▶ **MATERIALS PROVIDED**
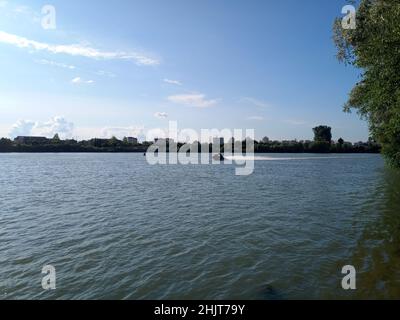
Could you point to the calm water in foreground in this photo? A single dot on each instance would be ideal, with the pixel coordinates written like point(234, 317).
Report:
point(115, 227)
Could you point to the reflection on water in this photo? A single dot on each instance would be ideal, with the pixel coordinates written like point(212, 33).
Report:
point(378, 252)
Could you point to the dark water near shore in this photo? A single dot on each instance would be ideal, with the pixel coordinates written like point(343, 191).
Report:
point(115, 227)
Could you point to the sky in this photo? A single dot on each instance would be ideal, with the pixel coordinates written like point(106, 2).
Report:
point(123, 67)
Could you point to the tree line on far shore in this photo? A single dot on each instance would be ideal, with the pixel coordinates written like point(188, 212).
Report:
point(322, 143)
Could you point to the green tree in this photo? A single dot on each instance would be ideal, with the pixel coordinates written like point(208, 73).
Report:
point(323, 134)
point(373, 47)
point(56, 139)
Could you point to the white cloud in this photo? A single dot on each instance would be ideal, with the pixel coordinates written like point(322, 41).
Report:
point(22, 128)
point(55, 64)
point(256, 102)
point(161, 115)
point(79, 80)
point(295, 122)
point(105, 73)
point(193, 100)
point(175, 82)
point(76, 50)
point(255, 118)
point(48, 129)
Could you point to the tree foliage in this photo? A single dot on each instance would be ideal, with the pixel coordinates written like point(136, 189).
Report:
point(374, 47)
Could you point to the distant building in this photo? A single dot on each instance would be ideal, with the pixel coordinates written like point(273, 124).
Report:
point(132, 140)
point(30, 140)
point(218, 141)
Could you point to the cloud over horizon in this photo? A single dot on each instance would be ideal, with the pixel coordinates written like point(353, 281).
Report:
point(77, 50)
point(57, 125)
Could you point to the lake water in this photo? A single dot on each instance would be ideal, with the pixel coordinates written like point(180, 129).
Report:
point(115, 227)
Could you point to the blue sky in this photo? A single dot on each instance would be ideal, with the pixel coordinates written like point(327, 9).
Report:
point(122, 67)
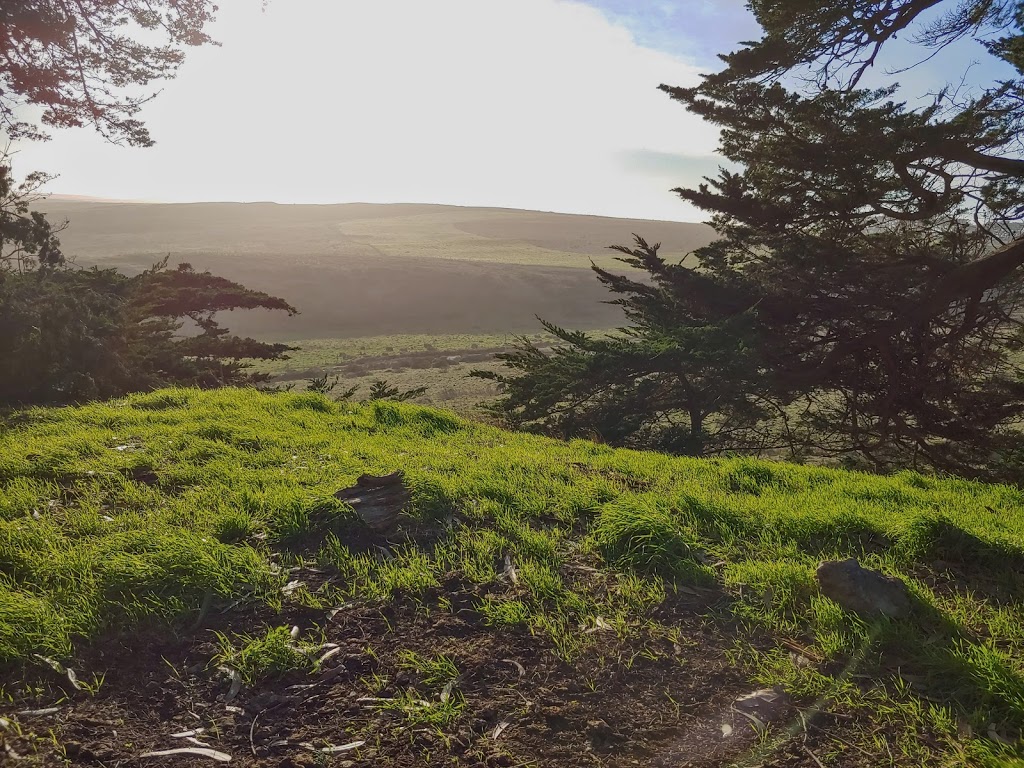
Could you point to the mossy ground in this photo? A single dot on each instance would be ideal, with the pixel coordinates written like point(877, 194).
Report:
point(180, 512)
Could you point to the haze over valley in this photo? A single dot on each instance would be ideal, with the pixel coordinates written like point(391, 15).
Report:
point(364, 269)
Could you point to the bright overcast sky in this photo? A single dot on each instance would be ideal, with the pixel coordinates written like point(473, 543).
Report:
point(546, 104)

▶ **WHAT THE TASK REQUIRES**
Swap "photo" for "image" throughout the entries above and write them out again with nothing else changed. Leave out the pictures.

▶ **WRITTEN REPLY**
Could you point to the calm water in foreground in this image? A single dot on each instance would be ideal, with the pixel coordinates written like point(234, 317).
Report:
point(115, 227)
Could you point to the reflection on water in this image? A single dot on each instance would be ideal, with the pixel coordinates written like point(212, 33).
Report:
point(378, 252)
Could you point to the dark water near shore in this image? A single dot on each instance would be ideal, with the pixel coordinates written like point(343, 191).
Report:
point(115, 227)
Could you point to the sky in this image? A single dot on each instance would be ideal, with the pixel coordinates written like point(106, 2).
Report:
point(123, 67)
Could you point to the tree line on far shore in this image? A single dot on each instance would be ideal, with the pixel coordinates written like point(188, 212).
Report:
point(322, 143)
Could you point to the green tree in this image? A single dot on each instance would be ideal, with the pixel coordinates written like point(208, 73).
Report:
point(323, 134)
point(373, 47)
point(56, 139)
Could you point to the white cloud in this image? A single dot on each instance would be ideal, with the pixel coordinates written like point(322, 41).
Report:
point(22, 128)
point(55, 64)
point(256, 102)
point(161, 115)
point(79, 80)
point(295, 122)
point(105, 73)
point(193, 100)
point(175, 82)
point(76, 50)
point(255, 118)
point(48, 129)
Could you point to the tree foliage in this image? A single dot on each instance would be ideal, with the pixel coordinates written like point(136, 189).
Report:
point(374, 47)
Could you point to the distant building in this image? A single dot on each instance would be ideal, with the pixel coordinates written like point(273, 124).
Report:
point(132, 140)
point(30, 140)
point(218, 141)
Could you point to the cloud over horizon in this image? A single dot on each instance would be ideal, with the pixel coordinates written like point(353, 281).
Report:
point(77, 50)
point(57, 125)
Could you point to the lake water in this image? A single dot on each instance would be ideal, with the pixel coordinates written like point(180, 129).
Report:
point(115, 227)
Could you point to the blue sky in this image? A single dot on each instance would be ideal, with the pixel coordinates written like point(327, 9).
Report:
point(122, 67)
Could you point to the mossy ground in this image? A single dot on each instance would be ideal, with the pixel coordinates written like point(877, 194).
Report:
point(180, 512)
Could you point to the haze over valley in this image? A single dot on each instance would be ideal, with the pixel coordinates written like point(391, 15).
Report:
point(364, 269)
Could you point to the bright overcast sky in this image? A single dot on each instance would be ideal, with the pixel coordinates written like point(473, 543).
Report:
point(546, 104)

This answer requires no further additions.